> _Excerpted text_:
The History of Warfarin

The discovery of Warfarin was made by chance, much in the way Alexander Fleming discovered penicillin.

In the early 1920s, an unusual outbreak occurred in the USA and Canada. Cattle were found to be bleeding to death following only minor trauma or after relatively safe procedures, such as dehorning and castration, had been performed. Soon after the outbreak started, Dr Frank Schofield, a Canadian veterinary pathologist, found that the affected cattle had all eaten mouldy hay from sweet clover crops. Further research on rabbits proved that it was only spoiled hay from sweet clover that had this haemorrhagic effect but the exact identity of the substance causing it was to remain unknown for many years.

Over the next 20 years various scientists from the University of Wisconsin continued to study the spoiled hay and eventually managed to extract a compound which was later named dicoumarol.  This dicoumarol could not act as an anticoagulant on its own.  It was only after it was metabolised by fungi that it exhibited anticoagulant properties.  This explained why only spoiled hay caused the outbreak in the cattle.

> _Task list_:
A – Print the warfarin history from "In the early" to "for many years.".
B – Answer these questions from the warfarin history:
(i) In which two countries did the cattle outbreak occur?
(ii) What was Dr Frank Schofield's profession?
(iii) What name was given to the compound that the University of Wisconsin scientists extracted from the spoiled hay?
The rows that come next have no connection to the warfarin history.

> _Material provided_:
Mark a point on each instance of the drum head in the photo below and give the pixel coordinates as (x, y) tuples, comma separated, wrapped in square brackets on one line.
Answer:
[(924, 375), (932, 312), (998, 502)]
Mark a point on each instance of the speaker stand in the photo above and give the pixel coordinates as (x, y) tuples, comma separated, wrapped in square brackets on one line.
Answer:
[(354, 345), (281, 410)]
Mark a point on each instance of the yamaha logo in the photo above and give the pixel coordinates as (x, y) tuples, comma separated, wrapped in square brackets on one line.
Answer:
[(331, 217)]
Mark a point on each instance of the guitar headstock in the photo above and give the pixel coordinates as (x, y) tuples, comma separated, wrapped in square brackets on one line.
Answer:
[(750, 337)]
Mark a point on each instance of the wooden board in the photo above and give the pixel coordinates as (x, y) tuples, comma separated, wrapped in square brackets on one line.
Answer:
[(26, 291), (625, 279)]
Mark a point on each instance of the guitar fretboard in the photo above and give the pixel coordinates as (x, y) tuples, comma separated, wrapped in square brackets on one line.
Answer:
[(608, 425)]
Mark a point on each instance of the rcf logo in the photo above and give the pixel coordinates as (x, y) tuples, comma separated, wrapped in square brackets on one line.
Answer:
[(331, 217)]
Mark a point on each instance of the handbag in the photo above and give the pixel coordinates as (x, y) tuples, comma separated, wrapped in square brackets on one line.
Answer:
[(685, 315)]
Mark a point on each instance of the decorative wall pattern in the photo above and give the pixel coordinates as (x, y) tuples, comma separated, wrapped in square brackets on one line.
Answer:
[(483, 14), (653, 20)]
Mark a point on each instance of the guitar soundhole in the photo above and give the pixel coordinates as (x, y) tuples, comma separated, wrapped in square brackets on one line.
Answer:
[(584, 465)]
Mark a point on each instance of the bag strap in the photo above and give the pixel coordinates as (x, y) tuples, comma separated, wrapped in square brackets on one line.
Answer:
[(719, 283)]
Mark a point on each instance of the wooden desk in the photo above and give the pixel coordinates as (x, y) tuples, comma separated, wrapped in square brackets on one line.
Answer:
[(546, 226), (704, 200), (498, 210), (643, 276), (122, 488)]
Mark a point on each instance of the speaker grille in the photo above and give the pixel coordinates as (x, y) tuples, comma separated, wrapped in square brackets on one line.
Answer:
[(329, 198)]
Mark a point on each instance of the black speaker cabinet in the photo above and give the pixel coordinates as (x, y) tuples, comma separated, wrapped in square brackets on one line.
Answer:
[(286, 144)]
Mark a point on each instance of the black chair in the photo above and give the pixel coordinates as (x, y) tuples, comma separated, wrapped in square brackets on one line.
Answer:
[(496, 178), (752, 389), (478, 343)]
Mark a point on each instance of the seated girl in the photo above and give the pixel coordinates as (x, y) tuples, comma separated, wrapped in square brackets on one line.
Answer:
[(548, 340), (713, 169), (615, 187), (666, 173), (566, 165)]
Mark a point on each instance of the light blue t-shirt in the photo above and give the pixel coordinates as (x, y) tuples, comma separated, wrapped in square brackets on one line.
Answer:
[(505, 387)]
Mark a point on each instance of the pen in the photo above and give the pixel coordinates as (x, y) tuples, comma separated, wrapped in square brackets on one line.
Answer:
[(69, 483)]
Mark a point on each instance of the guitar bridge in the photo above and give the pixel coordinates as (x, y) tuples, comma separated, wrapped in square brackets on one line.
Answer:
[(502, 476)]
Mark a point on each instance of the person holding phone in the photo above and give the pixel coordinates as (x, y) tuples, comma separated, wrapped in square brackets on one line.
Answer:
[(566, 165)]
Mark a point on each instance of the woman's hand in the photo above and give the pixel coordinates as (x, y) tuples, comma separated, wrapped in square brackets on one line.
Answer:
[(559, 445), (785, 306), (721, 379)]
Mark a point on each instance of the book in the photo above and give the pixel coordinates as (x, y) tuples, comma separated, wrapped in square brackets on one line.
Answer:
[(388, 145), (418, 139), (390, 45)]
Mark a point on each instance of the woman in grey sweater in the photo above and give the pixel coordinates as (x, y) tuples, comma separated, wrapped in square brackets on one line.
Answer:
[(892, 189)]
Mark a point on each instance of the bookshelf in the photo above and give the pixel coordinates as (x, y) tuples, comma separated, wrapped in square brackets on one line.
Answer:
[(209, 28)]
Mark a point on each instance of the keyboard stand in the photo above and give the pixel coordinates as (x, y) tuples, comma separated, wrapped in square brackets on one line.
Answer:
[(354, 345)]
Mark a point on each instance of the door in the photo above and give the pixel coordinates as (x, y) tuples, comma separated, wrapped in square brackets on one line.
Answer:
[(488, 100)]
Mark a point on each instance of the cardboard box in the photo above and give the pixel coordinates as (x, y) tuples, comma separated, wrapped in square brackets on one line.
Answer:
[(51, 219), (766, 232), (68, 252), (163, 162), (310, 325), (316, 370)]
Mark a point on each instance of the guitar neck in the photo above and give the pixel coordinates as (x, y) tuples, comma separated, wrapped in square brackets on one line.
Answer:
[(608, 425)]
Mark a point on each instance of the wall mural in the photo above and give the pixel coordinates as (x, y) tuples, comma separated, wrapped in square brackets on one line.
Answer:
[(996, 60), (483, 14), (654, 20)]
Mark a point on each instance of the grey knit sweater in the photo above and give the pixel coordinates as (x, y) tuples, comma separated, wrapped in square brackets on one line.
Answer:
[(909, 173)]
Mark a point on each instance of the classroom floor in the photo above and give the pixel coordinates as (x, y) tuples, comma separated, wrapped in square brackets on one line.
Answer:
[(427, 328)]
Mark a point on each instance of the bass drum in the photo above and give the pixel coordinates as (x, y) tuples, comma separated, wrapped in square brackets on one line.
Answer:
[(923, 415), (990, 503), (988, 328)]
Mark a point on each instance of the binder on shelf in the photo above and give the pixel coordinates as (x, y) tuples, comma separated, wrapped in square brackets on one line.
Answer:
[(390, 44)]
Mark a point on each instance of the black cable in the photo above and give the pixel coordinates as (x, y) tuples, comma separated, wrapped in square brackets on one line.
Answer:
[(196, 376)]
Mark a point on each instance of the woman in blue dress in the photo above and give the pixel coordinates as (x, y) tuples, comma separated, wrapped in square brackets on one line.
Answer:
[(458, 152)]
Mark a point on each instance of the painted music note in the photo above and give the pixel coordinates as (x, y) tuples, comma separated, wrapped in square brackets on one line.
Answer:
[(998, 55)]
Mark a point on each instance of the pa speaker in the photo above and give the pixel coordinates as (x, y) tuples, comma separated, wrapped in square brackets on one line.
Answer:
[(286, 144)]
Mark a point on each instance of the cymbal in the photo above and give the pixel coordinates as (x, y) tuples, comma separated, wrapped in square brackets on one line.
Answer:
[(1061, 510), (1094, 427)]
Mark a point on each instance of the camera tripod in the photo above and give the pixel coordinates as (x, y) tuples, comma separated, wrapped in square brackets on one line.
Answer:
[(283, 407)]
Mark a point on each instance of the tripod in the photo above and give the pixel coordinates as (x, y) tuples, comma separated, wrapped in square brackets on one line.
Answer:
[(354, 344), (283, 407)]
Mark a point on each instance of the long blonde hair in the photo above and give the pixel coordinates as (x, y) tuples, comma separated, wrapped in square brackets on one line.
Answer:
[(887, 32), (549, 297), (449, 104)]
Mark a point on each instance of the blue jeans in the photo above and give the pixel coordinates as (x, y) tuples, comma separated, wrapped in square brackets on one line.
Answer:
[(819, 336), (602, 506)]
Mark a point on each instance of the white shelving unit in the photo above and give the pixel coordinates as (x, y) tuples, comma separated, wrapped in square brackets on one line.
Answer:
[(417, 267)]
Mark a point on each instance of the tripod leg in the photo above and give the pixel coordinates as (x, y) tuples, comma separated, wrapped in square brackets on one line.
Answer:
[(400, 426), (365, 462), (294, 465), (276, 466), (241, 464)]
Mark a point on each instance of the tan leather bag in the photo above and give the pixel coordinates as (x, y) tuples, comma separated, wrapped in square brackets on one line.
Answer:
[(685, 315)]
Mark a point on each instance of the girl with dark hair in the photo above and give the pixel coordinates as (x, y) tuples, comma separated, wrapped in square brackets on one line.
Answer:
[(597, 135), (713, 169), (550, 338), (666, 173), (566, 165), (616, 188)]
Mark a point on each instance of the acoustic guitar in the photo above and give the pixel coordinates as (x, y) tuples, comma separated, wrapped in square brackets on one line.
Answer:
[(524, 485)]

> _Answers to the problems_:
A –
In the early 1920s, an unusual outbreak occurred in the USA and Canada. Cattle were found to be bleeding to death following only minor trauma or after relatively safe procedures, such as dehorning and castration, had been performed. Soon after the outbreak started, Dr Frank Schofield, a Canadian veterinary pathologist, found that the affected cattle had all eaten mouldy hay from sweet clover crops. Further research on rabbits proved that it was only spoiled hay from sweet clover that had this haemorrhagic effect but the exact identity of the substance causing it was to remain unknown for many years.

B –
(i) The USA and Canada
(ii) Veterinary pathologist
(iii) Dicoumarol